(TEXT TO READ)
==================================================

The i-Files by Samantha Starmer, MLIS Day


Top 10 tips…

For getting the most out of your iSchool experience

(Part 1)


  1. Choose your poison -- slowly

You can’t be up to date on everything. At first I tried to read every article on just about everything related to libraries, information science, information architecture, usability, user centered design, XML… you get the idea. I couldn’t keep up and I got sick of it all. So I slowly put some things on the back burner, stopped collecting articles to read when I had that mythical thing called ‘free time’ and started to listen for what excited me, gaining more depth in those areas when the time felt right.

Conversely, don’t worry about choosing a focus right away. If you don’t already have a burning desire to be an archivist or children’s librarian, don’t force yourself to decide. Now is the time to play around with different ideas, see how they fit, and learn about what is out there. No one will fault you if you enter the program convinced you are going to be a systems librarian and exit it with a passion for reference. Having returned to school after a number of years in the corporate world, I think it is thrilling to have the opportunity to be unfocused if I want to be. Just repeat “I am sponge, I am a sponge, I am a sponge…”


2. Get involved –- both within the iSchool and outside of it

One of the things I was most excited about when returning to school was the sense of community. I wanted to be around people learning the same things, getting excited about the same things, stressing about the same things. When the winter gets long and 540 is getting on your nerves, hanging out with the iPeeps can really help your mood, whether it is being part of a student chapter group, knitting with iKnit or just grabbing a beer after class.

==================================================

(CHALLENGE 1) In the records below, set down word for word the lines starting at the one containing "Where can the egg yolk" and ending with the one containing "<point>126,423</point>", including both of those lines.

(DATASET RECORDS)
==================================================

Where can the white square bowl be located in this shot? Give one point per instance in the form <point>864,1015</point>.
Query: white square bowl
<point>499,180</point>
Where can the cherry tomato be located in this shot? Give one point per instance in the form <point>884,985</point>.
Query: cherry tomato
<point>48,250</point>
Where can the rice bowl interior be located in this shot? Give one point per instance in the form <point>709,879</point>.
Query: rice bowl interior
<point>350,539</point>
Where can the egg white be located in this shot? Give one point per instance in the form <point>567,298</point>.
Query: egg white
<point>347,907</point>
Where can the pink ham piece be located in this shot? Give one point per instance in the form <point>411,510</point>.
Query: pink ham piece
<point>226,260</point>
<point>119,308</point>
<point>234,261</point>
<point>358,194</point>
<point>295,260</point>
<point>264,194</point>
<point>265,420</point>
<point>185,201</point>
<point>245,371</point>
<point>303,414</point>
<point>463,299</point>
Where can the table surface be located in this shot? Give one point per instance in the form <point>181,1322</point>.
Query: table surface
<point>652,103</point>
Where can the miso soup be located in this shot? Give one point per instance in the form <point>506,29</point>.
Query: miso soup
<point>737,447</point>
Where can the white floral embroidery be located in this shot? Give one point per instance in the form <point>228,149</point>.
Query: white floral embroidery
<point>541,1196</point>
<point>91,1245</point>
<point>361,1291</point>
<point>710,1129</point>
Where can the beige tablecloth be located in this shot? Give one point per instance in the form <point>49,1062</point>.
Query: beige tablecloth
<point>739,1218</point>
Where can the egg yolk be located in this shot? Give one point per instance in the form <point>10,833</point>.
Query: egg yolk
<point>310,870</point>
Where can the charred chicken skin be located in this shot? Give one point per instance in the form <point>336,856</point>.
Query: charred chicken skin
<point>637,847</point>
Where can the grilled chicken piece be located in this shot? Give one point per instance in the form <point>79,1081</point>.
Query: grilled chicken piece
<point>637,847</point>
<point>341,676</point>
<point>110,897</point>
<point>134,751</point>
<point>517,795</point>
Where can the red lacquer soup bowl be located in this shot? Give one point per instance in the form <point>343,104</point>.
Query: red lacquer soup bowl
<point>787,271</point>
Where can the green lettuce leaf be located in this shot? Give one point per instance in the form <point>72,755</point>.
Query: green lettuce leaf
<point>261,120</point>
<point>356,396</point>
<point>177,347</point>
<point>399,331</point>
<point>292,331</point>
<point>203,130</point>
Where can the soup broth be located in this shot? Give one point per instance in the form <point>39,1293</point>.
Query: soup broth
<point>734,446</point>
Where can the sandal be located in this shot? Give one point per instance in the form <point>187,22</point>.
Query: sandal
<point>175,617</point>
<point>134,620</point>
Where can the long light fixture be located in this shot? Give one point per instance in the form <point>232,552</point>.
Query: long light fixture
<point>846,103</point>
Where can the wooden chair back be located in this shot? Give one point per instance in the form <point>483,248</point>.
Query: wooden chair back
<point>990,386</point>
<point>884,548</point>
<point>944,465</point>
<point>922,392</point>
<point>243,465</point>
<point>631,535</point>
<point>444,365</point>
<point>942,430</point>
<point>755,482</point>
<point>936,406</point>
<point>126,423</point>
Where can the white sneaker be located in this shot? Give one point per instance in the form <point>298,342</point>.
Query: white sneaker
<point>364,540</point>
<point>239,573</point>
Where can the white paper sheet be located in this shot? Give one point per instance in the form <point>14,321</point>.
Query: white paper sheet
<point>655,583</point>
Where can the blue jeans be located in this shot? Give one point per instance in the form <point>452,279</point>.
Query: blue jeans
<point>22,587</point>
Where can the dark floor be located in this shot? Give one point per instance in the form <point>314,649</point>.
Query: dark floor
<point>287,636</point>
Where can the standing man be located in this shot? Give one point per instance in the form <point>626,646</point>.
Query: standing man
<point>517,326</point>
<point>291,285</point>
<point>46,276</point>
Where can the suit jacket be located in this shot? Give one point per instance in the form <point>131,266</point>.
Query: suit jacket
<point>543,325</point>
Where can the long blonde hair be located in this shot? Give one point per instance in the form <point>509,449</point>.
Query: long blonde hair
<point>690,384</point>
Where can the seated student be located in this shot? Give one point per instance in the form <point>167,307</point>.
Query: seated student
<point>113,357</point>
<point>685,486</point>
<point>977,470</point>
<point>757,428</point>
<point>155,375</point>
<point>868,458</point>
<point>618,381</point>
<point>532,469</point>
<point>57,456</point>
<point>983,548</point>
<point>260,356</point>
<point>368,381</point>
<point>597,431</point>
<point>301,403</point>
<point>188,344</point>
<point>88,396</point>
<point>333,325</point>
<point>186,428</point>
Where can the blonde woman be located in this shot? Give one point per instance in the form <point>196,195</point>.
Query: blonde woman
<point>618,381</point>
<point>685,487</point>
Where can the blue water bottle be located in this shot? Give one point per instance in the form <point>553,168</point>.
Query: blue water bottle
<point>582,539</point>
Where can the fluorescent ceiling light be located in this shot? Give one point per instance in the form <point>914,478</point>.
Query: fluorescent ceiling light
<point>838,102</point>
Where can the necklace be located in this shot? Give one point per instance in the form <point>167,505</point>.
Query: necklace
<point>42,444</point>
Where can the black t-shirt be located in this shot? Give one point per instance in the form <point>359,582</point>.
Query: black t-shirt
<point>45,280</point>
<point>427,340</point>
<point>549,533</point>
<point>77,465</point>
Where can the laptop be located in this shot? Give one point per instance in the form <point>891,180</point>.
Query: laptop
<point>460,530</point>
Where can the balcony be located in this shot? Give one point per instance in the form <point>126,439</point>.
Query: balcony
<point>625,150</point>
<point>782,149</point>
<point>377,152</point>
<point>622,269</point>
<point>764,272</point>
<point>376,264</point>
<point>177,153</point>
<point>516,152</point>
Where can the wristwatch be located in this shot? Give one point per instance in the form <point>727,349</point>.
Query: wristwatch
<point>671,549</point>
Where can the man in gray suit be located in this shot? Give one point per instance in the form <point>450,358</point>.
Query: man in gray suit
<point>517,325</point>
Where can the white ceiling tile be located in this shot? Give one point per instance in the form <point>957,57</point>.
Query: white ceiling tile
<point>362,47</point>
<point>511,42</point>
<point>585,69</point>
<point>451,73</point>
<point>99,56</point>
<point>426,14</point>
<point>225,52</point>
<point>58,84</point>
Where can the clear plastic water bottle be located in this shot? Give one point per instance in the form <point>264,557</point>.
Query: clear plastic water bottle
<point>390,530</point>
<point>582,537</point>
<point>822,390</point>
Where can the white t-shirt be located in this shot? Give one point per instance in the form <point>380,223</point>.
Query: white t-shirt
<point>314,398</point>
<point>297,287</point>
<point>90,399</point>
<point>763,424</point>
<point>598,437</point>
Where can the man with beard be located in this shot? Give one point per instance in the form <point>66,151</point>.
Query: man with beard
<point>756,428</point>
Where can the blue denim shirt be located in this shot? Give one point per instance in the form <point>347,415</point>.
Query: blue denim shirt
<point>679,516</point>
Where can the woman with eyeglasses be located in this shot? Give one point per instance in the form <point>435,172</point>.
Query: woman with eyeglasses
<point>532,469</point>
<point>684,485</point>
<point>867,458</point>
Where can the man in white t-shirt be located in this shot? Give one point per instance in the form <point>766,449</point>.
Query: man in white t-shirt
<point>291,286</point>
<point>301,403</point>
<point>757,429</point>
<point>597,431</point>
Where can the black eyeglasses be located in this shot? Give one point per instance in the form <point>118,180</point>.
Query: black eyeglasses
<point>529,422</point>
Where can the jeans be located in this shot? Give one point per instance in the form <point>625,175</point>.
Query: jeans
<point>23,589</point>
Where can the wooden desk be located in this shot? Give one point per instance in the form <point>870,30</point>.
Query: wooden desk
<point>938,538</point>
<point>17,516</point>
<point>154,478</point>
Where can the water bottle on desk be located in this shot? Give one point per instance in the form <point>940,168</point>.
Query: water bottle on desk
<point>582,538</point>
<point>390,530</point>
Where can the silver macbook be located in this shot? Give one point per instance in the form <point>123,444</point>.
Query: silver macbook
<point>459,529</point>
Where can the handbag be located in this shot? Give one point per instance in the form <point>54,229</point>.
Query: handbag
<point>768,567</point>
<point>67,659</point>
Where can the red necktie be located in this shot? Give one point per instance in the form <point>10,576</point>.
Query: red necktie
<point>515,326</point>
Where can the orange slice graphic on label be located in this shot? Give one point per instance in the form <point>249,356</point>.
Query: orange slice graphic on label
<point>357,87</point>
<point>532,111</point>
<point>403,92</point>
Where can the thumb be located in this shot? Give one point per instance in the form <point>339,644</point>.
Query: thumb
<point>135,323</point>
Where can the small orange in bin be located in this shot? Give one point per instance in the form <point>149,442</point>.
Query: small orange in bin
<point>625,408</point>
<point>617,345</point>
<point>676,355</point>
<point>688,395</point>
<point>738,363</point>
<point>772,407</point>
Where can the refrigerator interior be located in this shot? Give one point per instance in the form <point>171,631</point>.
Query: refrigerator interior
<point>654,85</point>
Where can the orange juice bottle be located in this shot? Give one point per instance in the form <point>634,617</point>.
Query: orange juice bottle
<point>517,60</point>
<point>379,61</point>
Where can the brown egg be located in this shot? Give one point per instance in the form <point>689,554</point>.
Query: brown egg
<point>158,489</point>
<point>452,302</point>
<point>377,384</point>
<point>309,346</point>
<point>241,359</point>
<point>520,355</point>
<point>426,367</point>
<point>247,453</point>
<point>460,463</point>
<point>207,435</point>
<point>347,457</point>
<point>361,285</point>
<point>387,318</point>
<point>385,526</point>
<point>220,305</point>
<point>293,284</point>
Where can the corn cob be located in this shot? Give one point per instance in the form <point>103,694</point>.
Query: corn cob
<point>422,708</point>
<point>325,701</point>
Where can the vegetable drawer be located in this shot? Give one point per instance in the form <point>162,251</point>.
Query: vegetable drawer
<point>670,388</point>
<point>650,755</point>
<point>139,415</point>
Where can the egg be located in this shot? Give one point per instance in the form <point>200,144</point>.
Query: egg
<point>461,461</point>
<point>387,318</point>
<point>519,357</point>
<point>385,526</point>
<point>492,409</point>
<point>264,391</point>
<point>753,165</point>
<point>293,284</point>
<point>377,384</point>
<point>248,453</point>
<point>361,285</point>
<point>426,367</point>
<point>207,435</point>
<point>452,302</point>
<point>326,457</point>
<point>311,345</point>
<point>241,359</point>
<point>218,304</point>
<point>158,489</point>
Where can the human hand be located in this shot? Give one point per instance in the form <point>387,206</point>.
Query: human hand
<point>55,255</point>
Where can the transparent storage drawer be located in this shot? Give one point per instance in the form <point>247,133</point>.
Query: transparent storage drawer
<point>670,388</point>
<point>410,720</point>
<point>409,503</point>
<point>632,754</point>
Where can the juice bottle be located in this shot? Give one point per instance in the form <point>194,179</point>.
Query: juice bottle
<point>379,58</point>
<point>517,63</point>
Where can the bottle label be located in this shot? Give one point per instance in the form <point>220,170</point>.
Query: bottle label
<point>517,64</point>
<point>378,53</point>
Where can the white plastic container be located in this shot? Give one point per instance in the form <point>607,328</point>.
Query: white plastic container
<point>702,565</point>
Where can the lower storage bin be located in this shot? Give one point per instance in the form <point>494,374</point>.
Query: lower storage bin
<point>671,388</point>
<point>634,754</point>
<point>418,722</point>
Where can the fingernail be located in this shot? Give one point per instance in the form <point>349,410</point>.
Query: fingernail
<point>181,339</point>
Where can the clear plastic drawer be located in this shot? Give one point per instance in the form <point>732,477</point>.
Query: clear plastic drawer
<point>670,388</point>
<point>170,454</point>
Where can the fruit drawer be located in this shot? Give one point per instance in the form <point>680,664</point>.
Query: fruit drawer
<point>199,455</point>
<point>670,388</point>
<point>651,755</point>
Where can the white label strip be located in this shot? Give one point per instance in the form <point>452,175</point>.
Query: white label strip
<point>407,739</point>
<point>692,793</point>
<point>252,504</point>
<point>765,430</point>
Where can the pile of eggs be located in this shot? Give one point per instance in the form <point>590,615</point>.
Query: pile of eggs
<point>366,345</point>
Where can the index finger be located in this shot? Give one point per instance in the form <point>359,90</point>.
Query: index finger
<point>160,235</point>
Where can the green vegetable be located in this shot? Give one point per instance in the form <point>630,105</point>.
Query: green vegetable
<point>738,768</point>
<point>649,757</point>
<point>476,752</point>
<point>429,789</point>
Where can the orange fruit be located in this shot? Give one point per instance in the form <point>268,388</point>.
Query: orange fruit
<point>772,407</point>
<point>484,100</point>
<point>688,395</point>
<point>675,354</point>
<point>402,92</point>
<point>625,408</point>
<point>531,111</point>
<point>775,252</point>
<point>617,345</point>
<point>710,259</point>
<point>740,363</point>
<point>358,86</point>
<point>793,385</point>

==================================================

(CHALLENGE 2) From the iSchool tips text above, extract the passage word for word, starting at the words "You can’t be" and stopping after "time felt right.".

(TASK SOLUTION 1)
Where can the egg yolk be located in this shot? Give one point per instance in the form <point>10,833</point>.
Query: egg yolk
<point>310,870</point>
Where can the charred chicken skin be located in this shot? Give one point per instance in the form <point>336,856</point>.
Query: charred chicken skin
<point>637,847</point>
Where can the grilled chicken piece be located in this shot? Give one point per instance in the form <point>79,1081</point>.
Query: grilled chicken piece
<point>637,847</point>
<point>341,676</point>
<point>110,897</point>
<point>134,751</point>
<point>517,795</point>
Where can the red lacquer soup bowl be located in this shot? Give one point per instance in the form <point>343,104</point>.
Query: red lacquer soup bowl
<point>787,271</point>
Where can the green lettuce leaf be located in this shot? Give one point per instance in the form <point>72,755</point>.
Query: green lettuce leaf
<point>261,120</point>
<point>356,396</point>
<point>177,347</point>
<point>399,331</point>
<point>292,331</point>
<point>203,130</point>
Where can the soup broth be located in this shot? Give one point per instance in the form <point>39,1293</point>.
Query: soup broth
<point>734,446</point>
Where can the sandal be located in this shot? Give one point per instance in the form <point>187,22</point>.
Query: sandal
<point>175,617</point>
<point>134,620</point>
Where can the long light fixture be located in this shot? Give one point per instance in the form <point>232,552</point>.
Query: long light fixture
<point>846,103</point>
Where can the wooden chair back be located in this shot? Give one point per instance in the form <point>483,248</point>.
Query: wooden chair back
<point>990,386</point>
<point>884,548</point>
<point>944,465</point>
<point>922,392</point>
<point>243,465</point>
<point>631,535</point>
<point>444,365</point>
<point>942,430</point>
<point>755,482</point>
<point>936,406</point>
<point>126,423</point>

(TASK SOLUTION 2)
You can’t be up to date on everything. At first I tried to read every article on just about everything related to libraries, information science, information architecture, usability, user centered design, XML… you get the idea. I couldn’t keep up and I got sick of it all. So I slowly put some things on the back burner, stopped collecting articles to read when I had that mythical thing called ‘free time’ and started to listen for what excited me, gaining more depth in those areas when the time felt right.